Data supplied
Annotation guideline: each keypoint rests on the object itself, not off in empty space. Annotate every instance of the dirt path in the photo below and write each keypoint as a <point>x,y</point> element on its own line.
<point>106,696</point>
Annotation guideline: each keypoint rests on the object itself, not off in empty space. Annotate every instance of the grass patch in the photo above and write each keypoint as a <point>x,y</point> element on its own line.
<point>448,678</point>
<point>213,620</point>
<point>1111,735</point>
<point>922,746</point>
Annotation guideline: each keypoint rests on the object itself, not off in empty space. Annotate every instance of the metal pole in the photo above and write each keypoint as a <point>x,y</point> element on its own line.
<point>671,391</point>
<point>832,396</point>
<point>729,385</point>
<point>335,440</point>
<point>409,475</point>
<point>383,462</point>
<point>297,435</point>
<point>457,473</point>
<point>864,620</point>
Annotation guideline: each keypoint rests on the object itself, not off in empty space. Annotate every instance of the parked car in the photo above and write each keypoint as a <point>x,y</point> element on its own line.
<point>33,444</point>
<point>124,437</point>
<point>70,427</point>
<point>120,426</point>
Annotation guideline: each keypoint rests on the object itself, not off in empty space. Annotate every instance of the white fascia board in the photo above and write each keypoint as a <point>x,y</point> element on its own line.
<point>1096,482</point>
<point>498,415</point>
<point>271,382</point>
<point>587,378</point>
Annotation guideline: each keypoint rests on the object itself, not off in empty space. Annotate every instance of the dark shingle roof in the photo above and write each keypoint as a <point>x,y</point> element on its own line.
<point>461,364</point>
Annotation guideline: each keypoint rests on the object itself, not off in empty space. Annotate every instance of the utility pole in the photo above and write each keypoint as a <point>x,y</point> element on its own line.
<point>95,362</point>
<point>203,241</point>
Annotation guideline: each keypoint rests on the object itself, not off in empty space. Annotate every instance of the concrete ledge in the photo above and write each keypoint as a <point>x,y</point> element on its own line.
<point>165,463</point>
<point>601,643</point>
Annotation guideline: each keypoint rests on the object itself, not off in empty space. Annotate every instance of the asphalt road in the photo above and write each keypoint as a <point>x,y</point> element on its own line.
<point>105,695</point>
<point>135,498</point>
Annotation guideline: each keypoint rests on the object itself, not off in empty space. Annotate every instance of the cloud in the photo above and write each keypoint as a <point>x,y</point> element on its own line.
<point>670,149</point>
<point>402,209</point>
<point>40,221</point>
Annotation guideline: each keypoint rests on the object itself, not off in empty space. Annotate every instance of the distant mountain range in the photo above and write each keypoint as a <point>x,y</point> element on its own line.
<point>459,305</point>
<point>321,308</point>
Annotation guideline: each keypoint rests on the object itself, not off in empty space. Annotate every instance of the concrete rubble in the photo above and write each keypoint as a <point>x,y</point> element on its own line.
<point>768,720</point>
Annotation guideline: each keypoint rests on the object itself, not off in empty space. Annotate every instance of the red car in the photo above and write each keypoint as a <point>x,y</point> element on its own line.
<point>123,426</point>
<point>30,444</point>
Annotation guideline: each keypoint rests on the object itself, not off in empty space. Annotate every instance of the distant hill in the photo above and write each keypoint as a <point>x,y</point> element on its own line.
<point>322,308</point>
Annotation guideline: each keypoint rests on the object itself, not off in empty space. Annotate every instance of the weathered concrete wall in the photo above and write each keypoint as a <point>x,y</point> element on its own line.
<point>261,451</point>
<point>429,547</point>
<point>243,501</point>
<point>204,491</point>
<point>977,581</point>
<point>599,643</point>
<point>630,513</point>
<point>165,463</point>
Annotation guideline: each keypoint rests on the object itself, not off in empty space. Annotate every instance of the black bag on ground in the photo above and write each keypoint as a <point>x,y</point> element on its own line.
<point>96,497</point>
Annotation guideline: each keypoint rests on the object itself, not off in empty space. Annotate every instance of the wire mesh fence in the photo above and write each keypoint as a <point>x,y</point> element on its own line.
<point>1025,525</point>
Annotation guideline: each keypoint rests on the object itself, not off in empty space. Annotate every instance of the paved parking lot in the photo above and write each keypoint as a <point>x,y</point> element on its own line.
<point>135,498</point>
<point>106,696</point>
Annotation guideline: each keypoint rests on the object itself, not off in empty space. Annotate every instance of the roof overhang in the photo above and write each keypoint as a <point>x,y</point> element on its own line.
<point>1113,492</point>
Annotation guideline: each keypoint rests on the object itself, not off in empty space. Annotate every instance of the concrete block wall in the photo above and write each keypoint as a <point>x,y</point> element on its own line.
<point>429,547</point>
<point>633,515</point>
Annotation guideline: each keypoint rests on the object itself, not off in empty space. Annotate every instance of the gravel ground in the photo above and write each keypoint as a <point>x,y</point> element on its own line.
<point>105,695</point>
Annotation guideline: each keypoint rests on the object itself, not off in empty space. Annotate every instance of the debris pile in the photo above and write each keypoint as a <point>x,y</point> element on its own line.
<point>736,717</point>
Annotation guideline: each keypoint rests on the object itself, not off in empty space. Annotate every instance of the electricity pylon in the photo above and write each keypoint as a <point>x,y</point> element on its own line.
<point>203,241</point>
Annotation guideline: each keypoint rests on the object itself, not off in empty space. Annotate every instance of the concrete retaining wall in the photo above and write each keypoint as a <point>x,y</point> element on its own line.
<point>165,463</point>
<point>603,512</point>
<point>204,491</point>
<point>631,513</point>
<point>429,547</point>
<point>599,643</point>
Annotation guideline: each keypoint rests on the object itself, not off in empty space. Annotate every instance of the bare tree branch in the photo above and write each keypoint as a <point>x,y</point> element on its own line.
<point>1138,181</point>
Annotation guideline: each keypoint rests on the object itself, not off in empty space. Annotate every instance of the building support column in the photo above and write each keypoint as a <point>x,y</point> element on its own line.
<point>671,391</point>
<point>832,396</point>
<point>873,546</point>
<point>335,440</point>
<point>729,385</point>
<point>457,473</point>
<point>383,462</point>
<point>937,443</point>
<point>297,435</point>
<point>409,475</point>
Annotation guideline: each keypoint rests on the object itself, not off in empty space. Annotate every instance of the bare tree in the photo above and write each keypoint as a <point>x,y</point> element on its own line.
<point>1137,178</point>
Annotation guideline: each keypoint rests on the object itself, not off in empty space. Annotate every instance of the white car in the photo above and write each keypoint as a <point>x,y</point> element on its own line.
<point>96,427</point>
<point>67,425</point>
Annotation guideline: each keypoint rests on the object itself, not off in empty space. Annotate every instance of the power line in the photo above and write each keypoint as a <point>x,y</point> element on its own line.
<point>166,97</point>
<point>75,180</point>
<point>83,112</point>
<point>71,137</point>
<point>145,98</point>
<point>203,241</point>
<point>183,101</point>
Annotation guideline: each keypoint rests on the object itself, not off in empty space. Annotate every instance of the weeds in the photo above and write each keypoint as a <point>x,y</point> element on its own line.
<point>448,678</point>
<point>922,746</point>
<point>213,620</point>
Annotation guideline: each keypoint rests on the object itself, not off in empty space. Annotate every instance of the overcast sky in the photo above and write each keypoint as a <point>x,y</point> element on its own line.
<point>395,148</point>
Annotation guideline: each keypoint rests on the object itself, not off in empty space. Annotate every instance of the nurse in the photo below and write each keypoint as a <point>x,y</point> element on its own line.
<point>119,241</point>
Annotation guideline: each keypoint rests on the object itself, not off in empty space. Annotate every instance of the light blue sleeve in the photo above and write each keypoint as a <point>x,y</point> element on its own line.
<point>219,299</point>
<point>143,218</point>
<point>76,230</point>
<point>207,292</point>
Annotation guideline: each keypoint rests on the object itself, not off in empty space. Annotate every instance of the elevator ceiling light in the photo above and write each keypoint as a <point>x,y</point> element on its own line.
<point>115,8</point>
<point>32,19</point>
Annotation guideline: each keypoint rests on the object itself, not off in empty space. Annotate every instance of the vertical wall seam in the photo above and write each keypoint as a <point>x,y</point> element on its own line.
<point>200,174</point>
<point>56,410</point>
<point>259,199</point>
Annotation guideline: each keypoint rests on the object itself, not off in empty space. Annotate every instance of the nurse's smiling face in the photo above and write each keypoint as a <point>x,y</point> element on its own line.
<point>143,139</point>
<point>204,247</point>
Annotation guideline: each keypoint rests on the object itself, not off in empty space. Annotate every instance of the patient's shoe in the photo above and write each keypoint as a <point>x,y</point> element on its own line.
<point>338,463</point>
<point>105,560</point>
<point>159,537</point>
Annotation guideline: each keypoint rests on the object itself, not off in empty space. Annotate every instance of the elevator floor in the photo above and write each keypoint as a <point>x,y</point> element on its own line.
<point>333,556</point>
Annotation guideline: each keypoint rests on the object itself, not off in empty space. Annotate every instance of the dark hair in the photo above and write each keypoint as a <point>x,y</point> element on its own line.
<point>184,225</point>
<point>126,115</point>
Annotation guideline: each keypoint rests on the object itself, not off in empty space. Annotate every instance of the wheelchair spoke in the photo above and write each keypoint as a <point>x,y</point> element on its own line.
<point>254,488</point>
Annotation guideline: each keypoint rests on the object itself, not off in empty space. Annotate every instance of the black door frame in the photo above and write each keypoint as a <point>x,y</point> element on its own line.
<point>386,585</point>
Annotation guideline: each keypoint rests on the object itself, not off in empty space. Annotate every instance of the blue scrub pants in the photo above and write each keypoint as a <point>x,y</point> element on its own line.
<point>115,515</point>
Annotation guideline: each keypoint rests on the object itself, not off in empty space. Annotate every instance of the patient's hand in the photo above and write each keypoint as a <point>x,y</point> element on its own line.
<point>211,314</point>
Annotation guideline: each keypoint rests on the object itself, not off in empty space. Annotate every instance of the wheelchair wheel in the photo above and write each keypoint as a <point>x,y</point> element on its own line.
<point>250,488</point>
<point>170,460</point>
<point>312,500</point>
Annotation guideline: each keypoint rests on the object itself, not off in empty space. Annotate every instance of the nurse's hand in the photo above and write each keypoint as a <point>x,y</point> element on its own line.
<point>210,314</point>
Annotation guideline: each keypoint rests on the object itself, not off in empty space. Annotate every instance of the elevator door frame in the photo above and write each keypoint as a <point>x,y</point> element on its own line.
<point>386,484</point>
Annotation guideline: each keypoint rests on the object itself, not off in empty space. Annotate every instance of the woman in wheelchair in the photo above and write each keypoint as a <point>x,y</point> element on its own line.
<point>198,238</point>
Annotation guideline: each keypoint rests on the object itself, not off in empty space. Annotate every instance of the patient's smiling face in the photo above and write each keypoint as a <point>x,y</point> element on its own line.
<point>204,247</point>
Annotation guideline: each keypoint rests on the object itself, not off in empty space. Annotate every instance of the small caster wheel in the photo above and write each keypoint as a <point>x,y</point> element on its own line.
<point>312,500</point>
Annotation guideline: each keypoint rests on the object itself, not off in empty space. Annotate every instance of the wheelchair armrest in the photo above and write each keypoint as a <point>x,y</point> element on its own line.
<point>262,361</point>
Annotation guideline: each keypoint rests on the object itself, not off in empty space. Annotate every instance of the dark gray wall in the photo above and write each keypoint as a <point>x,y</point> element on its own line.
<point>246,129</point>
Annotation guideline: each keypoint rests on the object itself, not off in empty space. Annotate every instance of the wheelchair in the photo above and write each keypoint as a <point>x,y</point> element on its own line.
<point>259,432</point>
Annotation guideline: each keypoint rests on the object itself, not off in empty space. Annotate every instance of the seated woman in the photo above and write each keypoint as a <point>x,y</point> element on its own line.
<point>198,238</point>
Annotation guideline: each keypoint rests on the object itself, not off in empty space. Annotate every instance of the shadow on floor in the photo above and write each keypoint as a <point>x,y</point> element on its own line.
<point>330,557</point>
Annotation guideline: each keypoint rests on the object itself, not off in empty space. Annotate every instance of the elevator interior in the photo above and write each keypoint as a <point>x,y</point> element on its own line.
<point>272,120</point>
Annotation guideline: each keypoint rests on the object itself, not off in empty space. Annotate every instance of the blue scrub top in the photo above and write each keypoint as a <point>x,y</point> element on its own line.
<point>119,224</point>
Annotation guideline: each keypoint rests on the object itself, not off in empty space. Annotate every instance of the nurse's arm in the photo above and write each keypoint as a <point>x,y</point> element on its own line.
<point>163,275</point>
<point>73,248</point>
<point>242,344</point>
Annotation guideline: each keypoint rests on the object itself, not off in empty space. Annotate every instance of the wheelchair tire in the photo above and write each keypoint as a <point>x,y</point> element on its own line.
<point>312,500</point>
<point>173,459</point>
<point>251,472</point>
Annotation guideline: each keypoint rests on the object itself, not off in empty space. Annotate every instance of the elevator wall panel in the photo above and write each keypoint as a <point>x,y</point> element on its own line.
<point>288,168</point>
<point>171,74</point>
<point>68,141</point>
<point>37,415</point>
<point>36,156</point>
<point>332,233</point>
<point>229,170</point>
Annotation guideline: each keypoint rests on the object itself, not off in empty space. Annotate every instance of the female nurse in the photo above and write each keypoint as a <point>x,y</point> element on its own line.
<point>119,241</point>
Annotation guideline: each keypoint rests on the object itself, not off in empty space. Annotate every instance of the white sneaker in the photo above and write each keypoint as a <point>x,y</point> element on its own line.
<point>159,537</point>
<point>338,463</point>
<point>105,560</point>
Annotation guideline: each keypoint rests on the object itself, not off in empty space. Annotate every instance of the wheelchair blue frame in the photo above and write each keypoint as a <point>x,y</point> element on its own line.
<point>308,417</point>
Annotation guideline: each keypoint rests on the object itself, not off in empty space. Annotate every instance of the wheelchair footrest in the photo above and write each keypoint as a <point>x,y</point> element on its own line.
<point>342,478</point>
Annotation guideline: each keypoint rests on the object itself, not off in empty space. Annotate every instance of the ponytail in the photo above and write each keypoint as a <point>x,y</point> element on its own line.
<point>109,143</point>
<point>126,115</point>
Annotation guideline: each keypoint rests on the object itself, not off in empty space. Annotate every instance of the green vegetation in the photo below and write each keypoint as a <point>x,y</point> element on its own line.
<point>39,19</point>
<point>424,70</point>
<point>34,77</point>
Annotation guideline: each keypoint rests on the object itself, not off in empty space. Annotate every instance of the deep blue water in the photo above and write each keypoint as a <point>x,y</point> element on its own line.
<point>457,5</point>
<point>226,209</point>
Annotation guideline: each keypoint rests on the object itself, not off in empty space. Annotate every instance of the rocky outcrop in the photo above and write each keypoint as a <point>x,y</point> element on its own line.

Problem
Reproduce verbatim the lines of the material from the one containing "of the deep" through the one containing "<point>226,209</point>", inclusive.

Solution below
Annotation guideline: each keypoint rests on the object itself, not off in empty space. Annotate every instance of the deep blue water in the photo above and write each keypoint as a <point>x,y</point> element on its own line.
<point>457,5</point>
<point>226,209</point>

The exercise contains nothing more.